Исходный текст:
Литературная и жизненная биография Арсения Ровинского небанальна даже для представителей его поколения. Уехав в 1991 году в Данию (в возрасте 22 лет), он лишь в конце десятилетия опубликовал первые стихотворения, вошедшие в книгу «Собирательные образы» (1999), на чью непрочитанность Мария Майофис сетовала еще 10 лет назад.
Ту книгу составили тексты, отправленные Ровинским на адрес давно почившей сетевой премии «Улов», в названии которой прочитывается желание отыскать алмаз в тоннах сетевого самотека, не представляющего особого интереса (и позднее разместившегося на сайте «Стихи.ру»). Стихи Ровинского конца 1990-х и были одним из таких алмазов. Несмотря на то что некоторые из них напоминали о поэтиках отдельных авторов рубежа 1980—1990-х (к примеру, Александра Еременко), они не вызывали и тени улыбки: Ровинский говорил о травматичном опыте эмигранта (а для 1990-х эта тема была в некотором роде принципиальной: «разговаривая недавно / с сашей эйдиновым / сказал ему: / — эмиграция / это уже не вопрос / уровня жизни социального строя / а только климата» (Ст. Львовский)), вновь и вновь возвращающегося на «место преступления», которое постоянно ускользает от описания. Думается, Игорь Гулин прав, когда называет главной темой ранних текстов Ровинского (впрочем, любые попытки периодизации тут вполне условны — все-таки на момент дебюта автор перешагнул тридцатилетний рубеж) распад СССР, который влечет за собой распад всех и всяческих связей. Но в отличие от Тимура Кибирова, который с позиции ресентимента оплакивал «уходящую эпоху», Ровинский предпринимает попытку еще раз разыграть культурную драму «возникновения многополярного мира», чтобы навсегда избавиться от травматизма его разрушения. Отсюда и мотив театра, присутствующий уже в первом стихотворении первого сборника: «где тот театр, что с рюмки водки начинался...», далее возникают Немирович, который прослезился, и Станиславский, который засмеялся, — а значит, автор на правильном пути. Думается, если отказаться от прочтения текстов Ровинского в свете «нового эпоса», то неизбежно столкнешься с театральным компонентом этих текстов. На это намекают и угловатость речи персонажей, и словно бы «подстроенные» сцены: «Том смотрит на Джерри а Джерри спит как убитый / и Том говорит представь Том и Джерри умерли / и теперь никакой беготни потому что мыши и кошки они». Оказавшись под светом софитов, персонажи сразу же принимаются разыгрывать сцены из жизни переменивших участь. Вот характерный пример:
Жизнь она навсегда говорит Фарида
Леня увез меня в Полинезию он
работал на органы а в 90-м
стал заниматься коммерцией вот результат.

Что нужно сделать:
**A)** Перепишите дословно отрывок из текста о стихах Ровинского от слов «Литературная и жизненная» до слов «10 лет назад.».
**B)** Согласуются ли с текстом о стихах Ровинского следующие утверждения? Ответьте на каждое «да» или «нет» и приведите точную цитату из текста, на которой основан ответ.
(i) Ровинский уехал в Данию в 1991 году в возрасте 22 лет.
(ii) Книга «Собирательные образы» вышла в 2001 году.
(iii) Мотив театра появляется уже в первом стихотворении первого сборника.

[Записи с указанием точек]
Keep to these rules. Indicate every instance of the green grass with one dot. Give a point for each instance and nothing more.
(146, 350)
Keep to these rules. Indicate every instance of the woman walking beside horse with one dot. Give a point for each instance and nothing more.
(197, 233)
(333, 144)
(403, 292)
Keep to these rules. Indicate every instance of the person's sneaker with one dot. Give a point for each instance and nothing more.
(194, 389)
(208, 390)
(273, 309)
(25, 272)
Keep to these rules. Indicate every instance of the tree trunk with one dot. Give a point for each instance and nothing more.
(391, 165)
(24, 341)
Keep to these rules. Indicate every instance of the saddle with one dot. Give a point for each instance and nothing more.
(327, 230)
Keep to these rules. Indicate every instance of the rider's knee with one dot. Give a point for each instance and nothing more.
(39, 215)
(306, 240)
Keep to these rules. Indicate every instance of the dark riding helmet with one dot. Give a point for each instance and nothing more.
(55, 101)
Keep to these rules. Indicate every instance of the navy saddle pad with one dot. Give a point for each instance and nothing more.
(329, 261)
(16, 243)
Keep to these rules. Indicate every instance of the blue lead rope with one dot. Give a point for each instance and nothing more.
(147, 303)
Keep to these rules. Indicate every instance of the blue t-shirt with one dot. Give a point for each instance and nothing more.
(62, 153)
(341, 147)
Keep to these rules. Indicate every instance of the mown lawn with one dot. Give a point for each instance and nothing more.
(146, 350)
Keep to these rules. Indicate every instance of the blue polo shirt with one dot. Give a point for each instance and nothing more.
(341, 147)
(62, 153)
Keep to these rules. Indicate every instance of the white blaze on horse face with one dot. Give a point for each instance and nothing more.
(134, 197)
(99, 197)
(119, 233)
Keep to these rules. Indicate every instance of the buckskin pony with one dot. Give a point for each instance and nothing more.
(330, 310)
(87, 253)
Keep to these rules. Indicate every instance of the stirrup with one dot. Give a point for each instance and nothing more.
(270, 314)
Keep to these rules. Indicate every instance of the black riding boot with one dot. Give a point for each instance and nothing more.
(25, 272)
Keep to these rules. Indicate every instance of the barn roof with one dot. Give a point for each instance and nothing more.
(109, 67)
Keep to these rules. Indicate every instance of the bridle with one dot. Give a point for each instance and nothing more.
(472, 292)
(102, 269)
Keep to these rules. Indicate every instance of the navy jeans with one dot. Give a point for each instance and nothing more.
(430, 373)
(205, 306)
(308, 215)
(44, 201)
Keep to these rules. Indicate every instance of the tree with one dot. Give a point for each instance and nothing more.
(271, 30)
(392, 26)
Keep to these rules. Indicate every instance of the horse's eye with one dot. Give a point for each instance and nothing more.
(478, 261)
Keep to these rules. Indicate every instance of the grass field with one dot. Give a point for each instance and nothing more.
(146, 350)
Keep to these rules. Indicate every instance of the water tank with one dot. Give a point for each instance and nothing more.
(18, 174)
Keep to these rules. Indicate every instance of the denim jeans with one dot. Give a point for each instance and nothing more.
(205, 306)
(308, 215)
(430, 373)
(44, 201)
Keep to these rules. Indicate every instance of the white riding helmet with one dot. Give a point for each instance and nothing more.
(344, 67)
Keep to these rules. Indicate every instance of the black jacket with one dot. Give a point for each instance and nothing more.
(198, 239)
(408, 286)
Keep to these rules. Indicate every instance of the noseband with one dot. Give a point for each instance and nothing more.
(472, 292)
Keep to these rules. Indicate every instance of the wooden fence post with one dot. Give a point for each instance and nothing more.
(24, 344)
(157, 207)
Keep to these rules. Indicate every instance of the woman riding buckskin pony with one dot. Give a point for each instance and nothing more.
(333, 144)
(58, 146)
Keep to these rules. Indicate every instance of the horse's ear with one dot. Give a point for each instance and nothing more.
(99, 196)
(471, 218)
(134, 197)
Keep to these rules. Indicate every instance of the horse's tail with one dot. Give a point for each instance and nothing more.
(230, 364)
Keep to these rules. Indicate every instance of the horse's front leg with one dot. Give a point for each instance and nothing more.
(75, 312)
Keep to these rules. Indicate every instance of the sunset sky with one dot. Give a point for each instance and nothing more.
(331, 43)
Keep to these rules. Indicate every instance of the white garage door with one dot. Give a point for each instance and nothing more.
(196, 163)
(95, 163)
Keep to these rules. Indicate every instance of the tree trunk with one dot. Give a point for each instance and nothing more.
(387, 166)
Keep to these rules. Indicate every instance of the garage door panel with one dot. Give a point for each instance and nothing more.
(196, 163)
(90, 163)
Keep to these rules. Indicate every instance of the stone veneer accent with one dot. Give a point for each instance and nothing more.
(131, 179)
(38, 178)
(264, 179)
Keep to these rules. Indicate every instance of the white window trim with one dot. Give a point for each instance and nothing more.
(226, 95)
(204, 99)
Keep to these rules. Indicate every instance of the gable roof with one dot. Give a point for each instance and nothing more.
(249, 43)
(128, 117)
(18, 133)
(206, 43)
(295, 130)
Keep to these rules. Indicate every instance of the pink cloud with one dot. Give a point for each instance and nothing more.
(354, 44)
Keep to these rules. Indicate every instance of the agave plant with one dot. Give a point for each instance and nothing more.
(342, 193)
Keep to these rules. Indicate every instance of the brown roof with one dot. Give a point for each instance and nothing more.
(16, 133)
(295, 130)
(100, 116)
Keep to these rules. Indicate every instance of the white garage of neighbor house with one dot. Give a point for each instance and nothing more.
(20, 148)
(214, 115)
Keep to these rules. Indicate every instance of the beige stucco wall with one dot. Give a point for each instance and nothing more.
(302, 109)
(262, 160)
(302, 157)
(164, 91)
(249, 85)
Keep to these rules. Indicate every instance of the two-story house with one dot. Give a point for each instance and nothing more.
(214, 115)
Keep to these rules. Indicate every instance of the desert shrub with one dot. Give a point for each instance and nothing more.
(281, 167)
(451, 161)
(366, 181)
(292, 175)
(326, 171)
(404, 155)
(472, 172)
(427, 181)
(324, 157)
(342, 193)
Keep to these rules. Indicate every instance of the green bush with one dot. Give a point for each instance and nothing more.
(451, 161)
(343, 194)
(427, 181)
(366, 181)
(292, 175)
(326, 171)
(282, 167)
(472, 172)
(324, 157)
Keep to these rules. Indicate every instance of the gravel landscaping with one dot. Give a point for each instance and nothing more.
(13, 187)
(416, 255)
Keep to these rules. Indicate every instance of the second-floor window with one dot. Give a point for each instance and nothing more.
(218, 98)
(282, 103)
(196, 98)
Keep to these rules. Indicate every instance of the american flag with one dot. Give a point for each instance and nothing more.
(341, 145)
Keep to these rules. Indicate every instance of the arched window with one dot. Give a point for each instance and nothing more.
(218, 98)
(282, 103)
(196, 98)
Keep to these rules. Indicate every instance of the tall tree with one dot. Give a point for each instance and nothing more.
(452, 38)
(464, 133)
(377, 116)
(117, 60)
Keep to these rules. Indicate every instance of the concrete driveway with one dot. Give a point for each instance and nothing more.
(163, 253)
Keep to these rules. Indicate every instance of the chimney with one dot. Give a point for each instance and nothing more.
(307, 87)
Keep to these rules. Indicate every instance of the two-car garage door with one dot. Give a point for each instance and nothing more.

Ответы ниже:
**A)**
Литературная и жизненная биография Арсения Ровинского небанальна даже для представителей его поколения. Уехав в 1991 году в Данию (в возрасте 22 лет), он лишь в конце десятилетия опубликовал первые стихотворения, вошедшие в книгу «Собирательные образы» (1999), на чью непрочитанность Мария Майофис сетовала еще 10 лет назад.

**B)**
(i) Да: «Уехав в 1991 году в Данию (в возрасте 22 лет)».
(ii) Нет: «вошедшие в книгу „Собирательные образы“ (1999)».
(iii) Да: «Отсюда и мотив театра, присутствующий уже в первом стихотворении первого сборника».